Short task
Rewrite the lines below as a JSON list of strings, one string per line, skipping blank lines. Leave the pictures out.

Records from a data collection
[BEGIN]

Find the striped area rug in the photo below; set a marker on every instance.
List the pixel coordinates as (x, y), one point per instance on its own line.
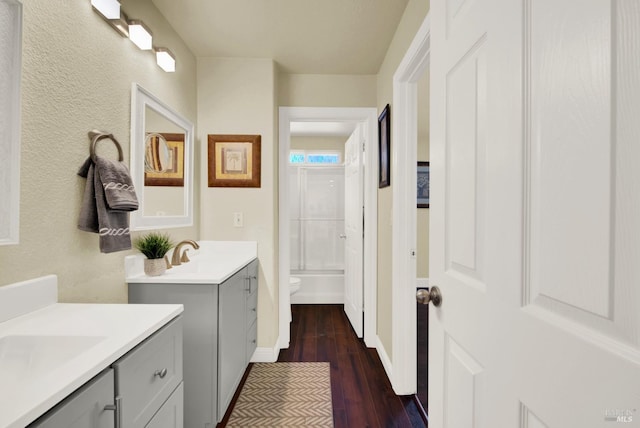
(285, 395)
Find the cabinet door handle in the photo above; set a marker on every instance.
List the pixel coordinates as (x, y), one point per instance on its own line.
(160, 373)
(117, 409)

[END]

Finished exercise
[
  "Find the striped area rug in the photo below; set a marker on every instance.",
  "List the pixel coordinates as (x, y), one point per instance on its own line.",
  "(285, 395)",
  "Find the cabinet door handle in the photo above; set a marker on every instance.",
  "List the pixel coordinates as (x, y), one point per instance on its own line.",
  "(160, 373)",
  "(117, 409)"
]